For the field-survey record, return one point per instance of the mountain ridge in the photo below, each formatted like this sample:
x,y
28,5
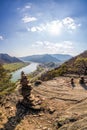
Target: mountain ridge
x,y
44,58
5,58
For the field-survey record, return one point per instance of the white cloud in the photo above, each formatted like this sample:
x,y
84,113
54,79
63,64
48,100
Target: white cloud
x,y
69,23
27,19
51,47
56,27
27,7
1,37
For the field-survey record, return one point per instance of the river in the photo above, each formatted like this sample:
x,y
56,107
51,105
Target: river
x,y
28,69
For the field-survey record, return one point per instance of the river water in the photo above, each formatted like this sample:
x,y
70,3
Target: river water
x,y
28,69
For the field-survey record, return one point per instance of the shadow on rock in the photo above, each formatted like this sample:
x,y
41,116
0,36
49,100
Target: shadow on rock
x,y
84,86
21,112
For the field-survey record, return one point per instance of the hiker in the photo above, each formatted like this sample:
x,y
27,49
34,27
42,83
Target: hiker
x,y
26,89
81,81
72,81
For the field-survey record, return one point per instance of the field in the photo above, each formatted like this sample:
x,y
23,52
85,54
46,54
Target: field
x,y
15,66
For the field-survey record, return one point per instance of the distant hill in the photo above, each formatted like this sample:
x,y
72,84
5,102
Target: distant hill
x,y
46,58
5,58
75,65
40,58
62,57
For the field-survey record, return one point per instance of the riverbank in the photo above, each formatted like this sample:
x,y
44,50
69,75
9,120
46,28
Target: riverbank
x,y
11,67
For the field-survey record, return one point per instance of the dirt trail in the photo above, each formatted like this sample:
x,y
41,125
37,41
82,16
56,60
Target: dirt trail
x,y
65,108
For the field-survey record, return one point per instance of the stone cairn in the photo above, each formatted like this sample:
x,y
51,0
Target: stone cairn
x,y
25,90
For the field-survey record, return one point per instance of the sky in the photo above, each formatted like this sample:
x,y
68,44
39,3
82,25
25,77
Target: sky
x,y
30,27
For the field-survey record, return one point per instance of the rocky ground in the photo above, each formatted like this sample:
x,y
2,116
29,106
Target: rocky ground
x,y
58,105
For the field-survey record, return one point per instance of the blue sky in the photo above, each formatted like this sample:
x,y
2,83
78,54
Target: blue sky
x,y
29,27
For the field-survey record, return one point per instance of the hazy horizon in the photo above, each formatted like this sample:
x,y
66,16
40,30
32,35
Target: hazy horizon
x,y
32,27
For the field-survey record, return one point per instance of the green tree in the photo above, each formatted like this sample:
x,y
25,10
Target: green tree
x,y
6,85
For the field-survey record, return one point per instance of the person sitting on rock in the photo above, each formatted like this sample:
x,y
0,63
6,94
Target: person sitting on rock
x,y
72,81
81,81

────────────────────────────────────────

The whole listing, pictures excluded, should be output exactly.

→ TASK OUTPUT:
For the field-survey record, return one point per instance of the mountain ridge in the photo below, each formatted like this sample:
x,y
28,5
Target: mountain ridge
x,y
44,58
5,58
For the field-survey record, return one point per instance of the white cloud in the photo above, each formatted like this sample:
x,y
84,113
54,79
63,64
48,100
Target: white cloud
x,y
69,23
27,19
51,47
56,27
27,7
1,37
For the field-survey record, return one point per instance of the river in the photo above, each formatted like this sample:
x,y
56,107
51,105
Target: river
x,y
28,69
For the field-survey record, return one point per instance of the river water in the photo above, each formatted like this sample:
x,y
70,3
Target: river water
x,y
28,69
For the field-survey record, return one point per instance of the shadow on rock in the photo above, each formatted like this sample:
x,y
41,116
0,36
49,100
Target: shadow on rock
x,y
84,86
21,112
For the field-survey record, return one point per instance of the hiker in the photo above, each formatted like this sample:
x,y
27,49
34,27
42,83
Target: hiker
x,y
26,89
81,81
72,81
For the field-survey record, return one point per instance of the field in the photo above, each formatted like this sample:
x,y
23,52
85,54
46,54
Target: field
x,y
15,66
For the field-survey record, return one point per instance of the distant hill in the photo above, each formatted like this sample:
x,y
72,84
5,102
Target: distant hill
x,y
46,58
5,58
75,65
40,58
62,57
For the field-survey record, return one point per instance of the riverbank in the photo above, each formatted like this sample:
x,y
44,50
69,75
9,120
46,28
Target: riverbank
x,y
11,67
For the field-survey record, return one point per instance of the dirt trail in the photo above, each formatted like this sample:
x,y
41,125
37,41
82,16
56,60
Target: dirt trail
x,y
65,108
For the field-survey record, return one point per instance of the stone cairn in the photo above, each formatted like this sample:
x,y
51,0
Target: stone cairn
x,y
25,90
For the field-survey record, return one point per instance of the sky in the photo above, each formatted like this sample:
x,y
68,44
39,3
82,25
25,77
Target: sky
x,y
30,27
For the field-survey record, return one point per instance of the rocky ground in the photo above, each formatted like this sample:
x,y
2,116
29,106
Target: rocky ground
x,y
58,105
For the field-survey record, return one point per instance of the blue sky in the photo above, each formatted like this sample:
x,y
2,83
78,54
Target: blue sky
x,y
29,27
For the field-survey record, return one point per instance of the hazy horizon in the photo above, each formatted like this sample:
x,y
66,16
40,30
32,35
Target: hazy horizon
x,y
32,27
For the field-survey record, return one point per instance of the green tree in the photo above, each formatted like this sample:
x,y
25,10
Target: green tree
x,y
6,85
For the field-survey record, return one point per instance of the person sitting on rock in the photo above, each formatted like this sample:
x,y
0,63
6,94
Target: person sitting on rock
x,y
72,81
81,81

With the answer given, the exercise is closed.